> RECORDS SUPPLIED
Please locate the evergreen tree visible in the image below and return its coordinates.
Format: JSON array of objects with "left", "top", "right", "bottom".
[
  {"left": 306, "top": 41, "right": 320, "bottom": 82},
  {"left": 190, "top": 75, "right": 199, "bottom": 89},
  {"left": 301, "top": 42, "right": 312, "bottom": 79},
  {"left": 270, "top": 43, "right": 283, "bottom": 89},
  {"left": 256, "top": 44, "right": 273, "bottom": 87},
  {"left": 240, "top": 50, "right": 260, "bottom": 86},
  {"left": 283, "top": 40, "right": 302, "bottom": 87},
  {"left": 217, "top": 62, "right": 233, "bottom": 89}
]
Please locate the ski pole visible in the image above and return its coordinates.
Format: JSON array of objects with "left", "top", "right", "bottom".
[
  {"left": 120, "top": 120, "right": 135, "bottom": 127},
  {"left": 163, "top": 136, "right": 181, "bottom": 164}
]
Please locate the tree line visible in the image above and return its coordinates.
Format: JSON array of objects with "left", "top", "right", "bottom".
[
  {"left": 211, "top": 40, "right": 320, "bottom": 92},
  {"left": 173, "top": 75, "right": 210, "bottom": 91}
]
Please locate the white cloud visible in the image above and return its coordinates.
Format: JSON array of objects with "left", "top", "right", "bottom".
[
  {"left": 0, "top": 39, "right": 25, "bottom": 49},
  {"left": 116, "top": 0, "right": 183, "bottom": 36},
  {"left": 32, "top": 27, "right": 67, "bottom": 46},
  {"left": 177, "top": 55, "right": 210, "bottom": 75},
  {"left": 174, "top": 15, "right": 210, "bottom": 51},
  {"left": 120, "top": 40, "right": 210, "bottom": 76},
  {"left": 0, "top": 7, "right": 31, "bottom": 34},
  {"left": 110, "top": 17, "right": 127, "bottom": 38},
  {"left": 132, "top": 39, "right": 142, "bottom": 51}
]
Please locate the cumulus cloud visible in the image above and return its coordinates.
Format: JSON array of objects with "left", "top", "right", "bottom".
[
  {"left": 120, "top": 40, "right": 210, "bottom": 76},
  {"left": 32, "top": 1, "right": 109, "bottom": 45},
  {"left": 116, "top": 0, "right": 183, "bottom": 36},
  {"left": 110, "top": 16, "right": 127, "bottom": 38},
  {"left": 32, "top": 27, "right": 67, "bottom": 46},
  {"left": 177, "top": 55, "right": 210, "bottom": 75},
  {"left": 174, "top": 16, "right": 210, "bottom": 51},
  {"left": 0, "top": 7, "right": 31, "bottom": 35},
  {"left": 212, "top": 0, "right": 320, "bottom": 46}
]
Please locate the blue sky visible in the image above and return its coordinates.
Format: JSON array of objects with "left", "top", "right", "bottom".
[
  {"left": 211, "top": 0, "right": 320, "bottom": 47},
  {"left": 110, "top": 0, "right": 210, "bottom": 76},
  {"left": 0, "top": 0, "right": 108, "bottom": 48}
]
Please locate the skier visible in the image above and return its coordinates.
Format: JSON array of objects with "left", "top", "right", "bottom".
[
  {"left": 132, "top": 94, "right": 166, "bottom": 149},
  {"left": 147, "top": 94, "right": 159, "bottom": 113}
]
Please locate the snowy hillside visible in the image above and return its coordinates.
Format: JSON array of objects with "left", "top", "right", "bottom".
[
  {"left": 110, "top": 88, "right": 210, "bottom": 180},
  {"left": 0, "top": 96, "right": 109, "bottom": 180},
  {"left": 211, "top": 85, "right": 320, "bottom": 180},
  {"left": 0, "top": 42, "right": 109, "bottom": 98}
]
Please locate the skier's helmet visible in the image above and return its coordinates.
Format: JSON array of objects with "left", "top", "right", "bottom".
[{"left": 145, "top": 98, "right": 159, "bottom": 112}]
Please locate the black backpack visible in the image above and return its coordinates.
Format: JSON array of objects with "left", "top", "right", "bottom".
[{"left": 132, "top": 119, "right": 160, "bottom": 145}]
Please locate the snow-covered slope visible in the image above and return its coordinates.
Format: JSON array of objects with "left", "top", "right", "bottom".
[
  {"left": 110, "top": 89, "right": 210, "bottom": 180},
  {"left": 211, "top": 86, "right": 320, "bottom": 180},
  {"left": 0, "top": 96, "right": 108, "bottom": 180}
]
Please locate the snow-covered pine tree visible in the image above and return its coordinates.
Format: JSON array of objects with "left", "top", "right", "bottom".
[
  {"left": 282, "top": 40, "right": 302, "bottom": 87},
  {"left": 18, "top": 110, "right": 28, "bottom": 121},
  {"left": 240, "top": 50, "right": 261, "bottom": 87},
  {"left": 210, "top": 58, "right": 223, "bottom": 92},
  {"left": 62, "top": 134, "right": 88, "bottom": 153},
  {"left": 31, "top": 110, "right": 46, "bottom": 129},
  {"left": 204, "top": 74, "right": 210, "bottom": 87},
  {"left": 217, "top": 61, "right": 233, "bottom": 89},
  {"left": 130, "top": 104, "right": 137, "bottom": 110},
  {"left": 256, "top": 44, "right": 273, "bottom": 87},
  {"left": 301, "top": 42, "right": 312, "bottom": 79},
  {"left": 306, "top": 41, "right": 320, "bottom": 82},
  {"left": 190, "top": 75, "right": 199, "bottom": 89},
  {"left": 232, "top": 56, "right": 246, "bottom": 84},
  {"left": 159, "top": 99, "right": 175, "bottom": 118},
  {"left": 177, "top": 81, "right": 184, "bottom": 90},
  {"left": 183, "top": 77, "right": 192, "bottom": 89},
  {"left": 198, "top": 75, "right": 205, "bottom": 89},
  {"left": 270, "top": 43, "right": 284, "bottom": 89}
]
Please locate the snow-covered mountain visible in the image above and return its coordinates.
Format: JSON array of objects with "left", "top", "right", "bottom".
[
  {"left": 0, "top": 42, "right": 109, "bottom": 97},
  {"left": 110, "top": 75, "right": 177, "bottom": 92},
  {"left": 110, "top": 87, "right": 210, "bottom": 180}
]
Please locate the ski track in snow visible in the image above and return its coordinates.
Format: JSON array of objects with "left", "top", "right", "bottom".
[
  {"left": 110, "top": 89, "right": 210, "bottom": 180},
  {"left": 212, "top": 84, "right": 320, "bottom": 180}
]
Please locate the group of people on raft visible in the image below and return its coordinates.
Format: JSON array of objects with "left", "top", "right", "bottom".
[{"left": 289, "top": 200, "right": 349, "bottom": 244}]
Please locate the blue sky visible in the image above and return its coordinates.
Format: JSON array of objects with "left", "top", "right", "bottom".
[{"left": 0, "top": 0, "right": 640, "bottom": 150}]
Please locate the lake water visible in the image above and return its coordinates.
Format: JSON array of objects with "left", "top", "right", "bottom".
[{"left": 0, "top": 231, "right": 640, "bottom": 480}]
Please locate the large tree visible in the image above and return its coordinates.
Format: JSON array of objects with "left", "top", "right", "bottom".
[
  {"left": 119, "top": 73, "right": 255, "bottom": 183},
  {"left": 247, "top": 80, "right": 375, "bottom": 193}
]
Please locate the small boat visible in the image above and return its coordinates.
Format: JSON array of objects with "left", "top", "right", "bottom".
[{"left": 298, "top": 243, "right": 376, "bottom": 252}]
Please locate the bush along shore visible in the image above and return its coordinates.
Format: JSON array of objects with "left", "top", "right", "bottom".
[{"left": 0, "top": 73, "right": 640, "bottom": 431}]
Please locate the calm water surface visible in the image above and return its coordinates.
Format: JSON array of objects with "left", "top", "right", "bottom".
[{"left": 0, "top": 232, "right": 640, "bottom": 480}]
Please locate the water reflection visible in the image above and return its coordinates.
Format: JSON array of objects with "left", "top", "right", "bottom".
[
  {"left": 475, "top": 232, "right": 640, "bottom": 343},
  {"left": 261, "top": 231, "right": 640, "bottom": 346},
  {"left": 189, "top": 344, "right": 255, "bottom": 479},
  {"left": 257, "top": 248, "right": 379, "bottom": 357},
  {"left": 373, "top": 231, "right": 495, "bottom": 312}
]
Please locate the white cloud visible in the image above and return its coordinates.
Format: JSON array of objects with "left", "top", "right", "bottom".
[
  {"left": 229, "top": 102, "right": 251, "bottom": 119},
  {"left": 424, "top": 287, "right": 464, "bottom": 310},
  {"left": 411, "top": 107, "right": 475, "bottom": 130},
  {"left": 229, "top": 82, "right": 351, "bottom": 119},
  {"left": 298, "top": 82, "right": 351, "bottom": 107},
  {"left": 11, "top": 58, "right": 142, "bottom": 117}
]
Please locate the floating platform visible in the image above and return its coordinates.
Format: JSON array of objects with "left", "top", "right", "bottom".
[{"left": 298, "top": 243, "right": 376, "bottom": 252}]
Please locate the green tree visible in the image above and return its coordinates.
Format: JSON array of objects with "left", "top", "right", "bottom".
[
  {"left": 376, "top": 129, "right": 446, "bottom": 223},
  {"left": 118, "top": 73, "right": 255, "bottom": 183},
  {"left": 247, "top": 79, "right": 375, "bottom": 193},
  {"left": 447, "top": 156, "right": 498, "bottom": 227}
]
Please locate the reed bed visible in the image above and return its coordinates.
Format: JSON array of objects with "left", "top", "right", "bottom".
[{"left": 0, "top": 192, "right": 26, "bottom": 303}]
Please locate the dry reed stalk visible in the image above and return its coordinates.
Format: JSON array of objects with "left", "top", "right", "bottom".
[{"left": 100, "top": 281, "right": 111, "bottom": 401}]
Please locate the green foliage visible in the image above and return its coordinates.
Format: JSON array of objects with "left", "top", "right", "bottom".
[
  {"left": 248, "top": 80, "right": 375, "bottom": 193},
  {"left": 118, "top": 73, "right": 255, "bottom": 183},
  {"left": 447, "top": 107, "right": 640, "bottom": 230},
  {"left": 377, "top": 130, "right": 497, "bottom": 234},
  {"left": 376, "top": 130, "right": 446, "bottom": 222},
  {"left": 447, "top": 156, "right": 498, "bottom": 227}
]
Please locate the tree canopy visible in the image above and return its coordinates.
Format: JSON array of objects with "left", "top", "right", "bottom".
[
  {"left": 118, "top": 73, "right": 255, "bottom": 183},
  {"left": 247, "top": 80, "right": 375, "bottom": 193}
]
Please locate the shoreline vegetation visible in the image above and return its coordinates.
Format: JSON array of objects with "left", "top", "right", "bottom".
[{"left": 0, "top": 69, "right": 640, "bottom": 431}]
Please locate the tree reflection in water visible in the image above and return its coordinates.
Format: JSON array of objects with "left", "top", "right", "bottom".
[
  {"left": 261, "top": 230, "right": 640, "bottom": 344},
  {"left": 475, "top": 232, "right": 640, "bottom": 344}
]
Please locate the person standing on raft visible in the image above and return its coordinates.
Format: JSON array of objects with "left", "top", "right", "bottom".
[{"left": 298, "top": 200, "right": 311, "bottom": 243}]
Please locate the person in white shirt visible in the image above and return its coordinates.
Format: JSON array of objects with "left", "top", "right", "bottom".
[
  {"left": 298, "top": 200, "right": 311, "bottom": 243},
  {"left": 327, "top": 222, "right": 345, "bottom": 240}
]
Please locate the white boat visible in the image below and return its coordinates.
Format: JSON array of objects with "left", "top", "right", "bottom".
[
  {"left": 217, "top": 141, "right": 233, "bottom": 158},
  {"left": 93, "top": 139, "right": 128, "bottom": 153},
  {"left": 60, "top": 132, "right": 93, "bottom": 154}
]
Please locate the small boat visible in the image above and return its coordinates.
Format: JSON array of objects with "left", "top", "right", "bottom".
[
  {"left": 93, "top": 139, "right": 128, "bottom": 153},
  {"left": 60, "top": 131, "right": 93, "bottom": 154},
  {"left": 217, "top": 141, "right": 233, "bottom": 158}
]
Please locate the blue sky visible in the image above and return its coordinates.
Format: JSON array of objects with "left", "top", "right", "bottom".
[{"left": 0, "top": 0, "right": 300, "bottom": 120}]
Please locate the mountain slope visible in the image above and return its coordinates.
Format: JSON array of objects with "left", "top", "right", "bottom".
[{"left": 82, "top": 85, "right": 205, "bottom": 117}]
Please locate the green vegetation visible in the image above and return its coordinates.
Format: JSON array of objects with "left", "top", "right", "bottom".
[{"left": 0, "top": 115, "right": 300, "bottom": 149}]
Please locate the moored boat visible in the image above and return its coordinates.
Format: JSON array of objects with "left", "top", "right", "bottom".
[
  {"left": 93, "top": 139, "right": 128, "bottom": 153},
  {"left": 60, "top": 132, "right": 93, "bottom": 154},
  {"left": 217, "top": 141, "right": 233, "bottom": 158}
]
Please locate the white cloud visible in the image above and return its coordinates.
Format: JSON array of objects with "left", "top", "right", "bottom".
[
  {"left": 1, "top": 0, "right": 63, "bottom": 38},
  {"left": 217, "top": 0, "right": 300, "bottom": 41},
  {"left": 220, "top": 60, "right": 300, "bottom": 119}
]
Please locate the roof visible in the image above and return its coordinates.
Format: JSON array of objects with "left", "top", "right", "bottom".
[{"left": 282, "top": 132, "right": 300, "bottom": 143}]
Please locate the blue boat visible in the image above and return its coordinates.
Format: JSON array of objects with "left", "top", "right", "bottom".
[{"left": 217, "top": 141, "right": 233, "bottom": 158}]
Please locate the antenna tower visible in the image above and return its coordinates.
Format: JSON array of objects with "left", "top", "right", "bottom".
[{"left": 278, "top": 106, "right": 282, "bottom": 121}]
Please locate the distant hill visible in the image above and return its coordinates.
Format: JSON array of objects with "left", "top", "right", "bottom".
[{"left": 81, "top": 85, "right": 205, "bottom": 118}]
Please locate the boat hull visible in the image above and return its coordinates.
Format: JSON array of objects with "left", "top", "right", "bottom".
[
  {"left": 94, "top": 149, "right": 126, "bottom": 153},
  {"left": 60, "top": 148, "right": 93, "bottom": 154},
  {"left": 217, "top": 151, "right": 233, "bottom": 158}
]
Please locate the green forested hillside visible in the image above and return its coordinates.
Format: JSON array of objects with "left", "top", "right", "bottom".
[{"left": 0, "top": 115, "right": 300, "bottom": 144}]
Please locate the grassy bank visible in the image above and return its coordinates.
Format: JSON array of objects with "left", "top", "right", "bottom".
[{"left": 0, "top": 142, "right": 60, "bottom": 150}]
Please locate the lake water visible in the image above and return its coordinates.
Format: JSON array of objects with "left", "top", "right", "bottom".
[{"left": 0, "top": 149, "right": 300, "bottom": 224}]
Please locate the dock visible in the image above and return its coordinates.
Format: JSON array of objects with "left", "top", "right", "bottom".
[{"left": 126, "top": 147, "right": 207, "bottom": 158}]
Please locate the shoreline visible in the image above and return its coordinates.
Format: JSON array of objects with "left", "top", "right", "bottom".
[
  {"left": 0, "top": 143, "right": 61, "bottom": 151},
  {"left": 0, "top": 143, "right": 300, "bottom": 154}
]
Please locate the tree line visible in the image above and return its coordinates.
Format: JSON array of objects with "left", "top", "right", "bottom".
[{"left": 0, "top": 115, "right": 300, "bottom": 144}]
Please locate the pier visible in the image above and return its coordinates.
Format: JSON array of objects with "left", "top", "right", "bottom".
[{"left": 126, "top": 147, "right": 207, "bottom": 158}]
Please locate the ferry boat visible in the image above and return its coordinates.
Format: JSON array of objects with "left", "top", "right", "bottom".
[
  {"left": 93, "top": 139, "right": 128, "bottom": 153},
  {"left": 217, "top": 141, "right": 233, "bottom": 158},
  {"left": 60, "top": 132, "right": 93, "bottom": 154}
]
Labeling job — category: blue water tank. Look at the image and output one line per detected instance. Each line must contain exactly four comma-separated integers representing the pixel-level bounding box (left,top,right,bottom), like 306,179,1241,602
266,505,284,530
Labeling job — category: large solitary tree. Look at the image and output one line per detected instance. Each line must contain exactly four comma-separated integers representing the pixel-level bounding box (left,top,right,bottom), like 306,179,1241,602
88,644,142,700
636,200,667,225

> SET TASK
Extract every line of the records above that contains the word "integers", with letter case counting, and copy each such line in full.

> RESPONSE TO THE EXERCISE
Labeling job — category: blue water tank. Look at the image and output one line per detected instance. Each line must contain exactly four comma-separated integers representing the pixel-level bounding box (left,top,right,bottom), like 306,179,1241,602
Labeling job — category: large solitary tree. Look at the image and output one line per detected instance. Each line must contain exactly four comma-separated integers representing the pixel-level bounding box (left,top,right,bottom), like 306,179,1241,602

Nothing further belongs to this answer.